◆ WHAT YOU WILL DO
From the records below, pull each line that has "tree".

- - - - - - -

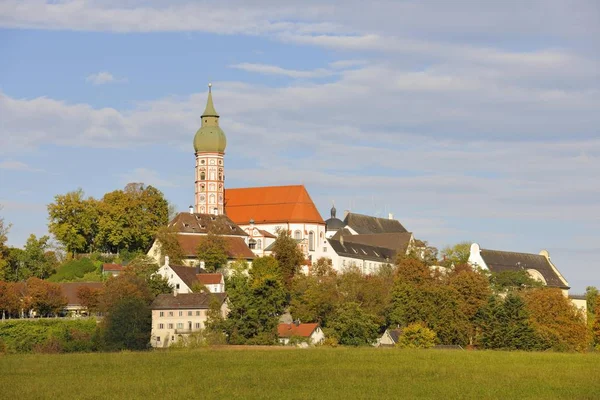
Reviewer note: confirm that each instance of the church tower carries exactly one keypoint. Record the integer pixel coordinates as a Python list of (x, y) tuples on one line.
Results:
[(209, 147)]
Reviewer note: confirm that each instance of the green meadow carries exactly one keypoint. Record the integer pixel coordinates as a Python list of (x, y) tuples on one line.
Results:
[(285, 373)]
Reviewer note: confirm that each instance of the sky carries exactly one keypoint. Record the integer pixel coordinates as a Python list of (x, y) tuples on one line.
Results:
[(469, 121)]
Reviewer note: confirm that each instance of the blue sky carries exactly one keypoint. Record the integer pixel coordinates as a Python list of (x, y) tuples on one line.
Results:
[(468, 121)]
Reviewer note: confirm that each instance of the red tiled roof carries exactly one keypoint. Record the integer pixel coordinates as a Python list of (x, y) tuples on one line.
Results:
[(302, 330), (272, 204), (210, 279), (70, 289), (236, 246), (112, 267)]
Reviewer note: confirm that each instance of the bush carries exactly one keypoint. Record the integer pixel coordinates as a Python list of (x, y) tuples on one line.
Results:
[(48, 335), (74, 270), (417, 336)]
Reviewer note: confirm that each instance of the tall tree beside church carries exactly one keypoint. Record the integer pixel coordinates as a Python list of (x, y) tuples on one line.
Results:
[(129, 219), (288, 256), (73, 220)]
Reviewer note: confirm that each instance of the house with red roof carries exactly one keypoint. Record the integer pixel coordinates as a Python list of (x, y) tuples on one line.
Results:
[(262, 211), (300, 334)]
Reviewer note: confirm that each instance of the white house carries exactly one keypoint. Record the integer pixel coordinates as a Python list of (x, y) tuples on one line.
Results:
[(175, 316), (309, 334)]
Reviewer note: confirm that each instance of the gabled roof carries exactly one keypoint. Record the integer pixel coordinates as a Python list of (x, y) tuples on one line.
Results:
[(302, 330), (362, 224), (498, 261), (362, 251), (205, 223), (395, 241), (395, 334), (186, 301), (186, 274), (236, 246), (70, 289), (112, 267), (210, 279), (271, 204)]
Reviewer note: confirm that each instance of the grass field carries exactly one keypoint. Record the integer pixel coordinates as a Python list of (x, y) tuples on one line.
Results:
[(280, 373)]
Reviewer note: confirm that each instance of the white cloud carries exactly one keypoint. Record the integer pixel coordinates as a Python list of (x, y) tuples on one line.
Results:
[(17, 166), (275, 70), (102, 78)]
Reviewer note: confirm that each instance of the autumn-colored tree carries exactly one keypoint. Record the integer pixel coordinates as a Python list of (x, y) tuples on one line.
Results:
[(89, 298), (417, 336), (504, 324), (74, 221), (124, 286), (557, 321), (212, 250), (130, 218), (46, 298), (352, 326), (288, 255)]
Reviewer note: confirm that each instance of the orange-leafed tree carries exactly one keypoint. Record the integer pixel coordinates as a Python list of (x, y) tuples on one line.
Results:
[(556, 320)]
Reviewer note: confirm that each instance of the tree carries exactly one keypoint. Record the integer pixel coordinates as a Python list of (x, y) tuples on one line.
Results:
[(256, 301), (168, 245), (128, 324), (89, 298), (74, 221), (288, 256), (130, 218), (46, 298), (352, 326), (556, 320), (417, 336), (212, 250), (504, 324)]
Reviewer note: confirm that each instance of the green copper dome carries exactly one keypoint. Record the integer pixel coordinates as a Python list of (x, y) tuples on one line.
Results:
[(210, 137)]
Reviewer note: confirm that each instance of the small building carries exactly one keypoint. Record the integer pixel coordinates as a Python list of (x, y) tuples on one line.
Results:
[(71, 290), (183, 278), (175, 316), (112, 269), (390, 337), (305, 334)]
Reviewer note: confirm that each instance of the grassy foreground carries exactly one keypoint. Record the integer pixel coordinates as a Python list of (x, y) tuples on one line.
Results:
[(280, 373)]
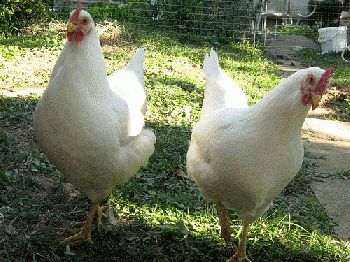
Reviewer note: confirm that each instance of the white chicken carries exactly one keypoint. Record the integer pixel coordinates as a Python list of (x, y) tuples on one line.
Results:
[(89, 125), (241, 156)]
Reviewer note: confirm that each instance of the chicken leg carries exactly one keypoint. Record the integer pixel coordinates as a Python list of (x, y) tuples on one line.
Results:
[(241, 254), (224, 223), (85, 231)]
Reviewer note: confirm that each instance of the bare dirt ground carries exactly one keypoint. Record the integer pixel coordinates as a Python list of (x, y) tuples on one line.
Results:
[(329, 153), (327, 142)]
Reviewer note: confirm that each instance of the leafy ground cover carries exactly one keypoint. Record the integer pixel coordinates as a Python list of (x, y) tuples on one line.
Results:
[(160, 214)]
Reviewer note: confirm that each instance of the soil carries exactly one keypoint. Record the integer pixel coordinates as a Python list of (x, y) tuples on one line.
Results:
[(327, 142), (329, 153)]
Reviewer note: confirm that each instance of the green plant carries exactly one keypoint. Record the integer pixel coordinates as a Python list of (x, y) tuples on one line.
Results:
[(16, 14)]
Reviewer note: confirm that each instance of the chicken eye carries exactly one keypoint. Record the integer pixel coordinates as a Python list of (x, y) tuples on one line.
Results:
[(312, 79)]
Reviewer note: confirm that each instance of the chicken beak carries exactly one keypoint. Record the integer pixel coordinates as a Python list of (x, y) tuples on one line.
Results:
[(72, 27), (316, 99)]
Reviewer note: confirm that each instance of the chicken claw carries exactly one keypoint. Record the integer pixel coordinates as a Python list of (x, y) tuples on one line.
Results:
[(85, 231)]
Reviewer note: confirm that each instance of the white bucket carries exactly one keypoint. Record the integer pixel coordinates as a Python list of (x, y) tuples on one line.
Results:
[(332, 39)]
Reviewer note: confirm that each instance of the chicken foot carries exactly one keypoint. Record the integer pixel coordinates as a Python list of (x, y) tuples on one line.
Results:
[(241, 254), (224, 223), (85, 231)]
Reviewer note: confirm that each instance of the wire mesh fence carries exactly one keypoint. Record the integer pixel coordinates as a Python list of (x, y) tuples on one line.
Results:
[(257, 21)]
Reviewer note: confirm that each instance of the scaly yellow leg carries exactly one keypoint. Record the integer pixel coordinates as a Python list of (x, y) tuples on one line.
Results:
[(224, 223), (85, 232), (241, 254)]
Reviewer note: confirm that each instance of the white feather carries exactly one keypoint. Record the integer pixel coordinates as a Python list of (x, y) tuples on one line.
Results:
[(92, 133)]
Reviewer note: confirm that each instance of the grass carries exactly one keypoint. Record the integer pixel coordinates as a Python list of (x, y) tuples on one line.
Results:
[(162, 216)]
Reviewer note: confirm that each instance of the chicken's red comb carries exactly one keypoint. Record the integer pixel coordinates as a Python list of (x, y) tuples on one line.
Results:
[(322, 84), (76, 13)]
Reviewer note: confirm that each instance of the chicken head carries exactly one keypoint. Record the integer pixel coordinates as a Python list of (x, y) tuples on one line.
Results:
[(80, 25), (312, 90)]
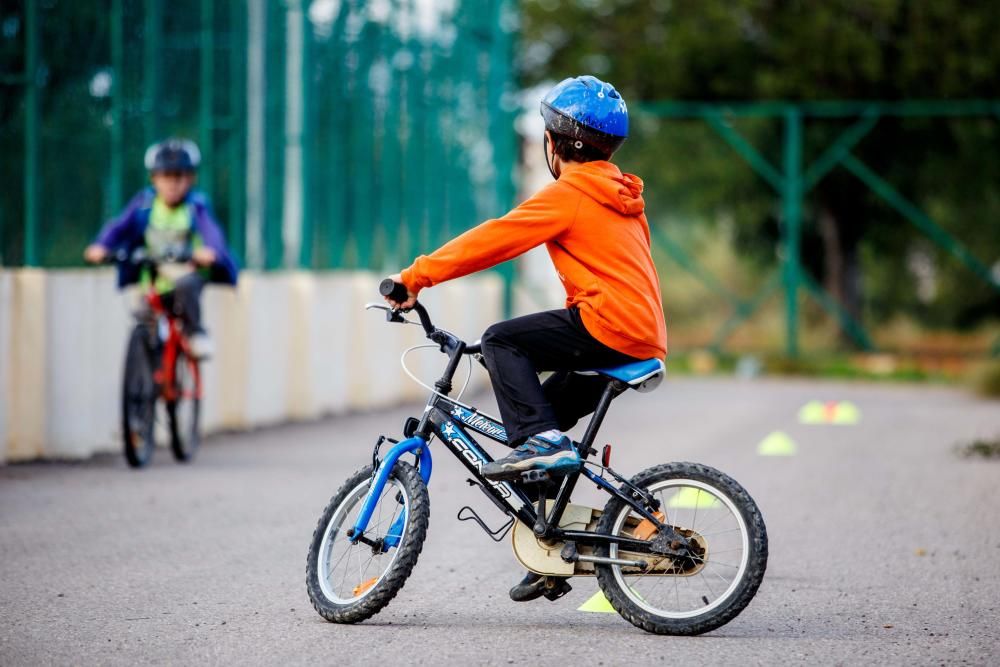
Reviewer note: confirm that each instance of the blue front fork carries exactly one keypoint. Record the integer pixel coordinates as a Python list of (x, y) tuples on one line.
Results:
[(416, 446)]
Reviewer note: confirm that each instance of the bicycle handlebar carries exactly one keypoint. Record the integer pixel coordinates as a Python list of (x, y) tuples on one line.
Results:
[(398, 293), (140, 256)]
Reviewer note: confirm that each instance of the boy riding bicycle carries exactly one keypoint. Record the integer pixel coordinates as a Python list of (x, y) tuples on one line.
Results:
[(171, 220), (593, 224)]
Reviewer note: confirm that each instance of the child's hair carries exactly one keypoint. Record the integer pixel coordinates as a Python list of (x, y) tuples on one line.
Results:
[(575, 150)]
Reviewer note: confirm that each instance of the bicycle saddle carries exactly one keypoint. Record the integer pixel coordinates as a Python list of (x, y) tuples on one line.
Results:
[(641, 375)]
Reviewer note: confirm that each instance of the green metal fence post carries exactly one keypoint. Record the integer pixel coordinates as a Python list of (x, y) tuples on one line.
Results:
[(206, 134), (237, 114), (151, 56), (305, 259), (116, 194), (31, 136), (791, 194), (920, 220)]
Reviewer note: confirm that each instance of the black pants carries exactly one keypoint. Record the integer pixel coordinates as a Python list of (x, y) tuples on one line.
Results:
[(555, 340), (185, 301)]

- - - - - - -

◆ FINAL ANSWER
Reviewer note: confirm that each instance of the tall tree beside church carries exactly one keypoint. Record the integer pixel coordinates as a Python list of (x, y) tuples on one line.
Reviewer note: confirm that each instance of the autumn-colored tree carries exactly one keypoint. Record the integer pixel coordinates as a Python list of (x, y) tuples on one line.
Reviewer note: confirm that each instance of the orange-leafed tree carries exactly one keypoint. Record the integer pixel coordinates as a Python list of (x, y) tuples on one line.
Reviewer note: confirm that each instance of the tree carries exactly one keypoint. Record the integer pixel coordinates as a Python list of (x, y) tuples on one line.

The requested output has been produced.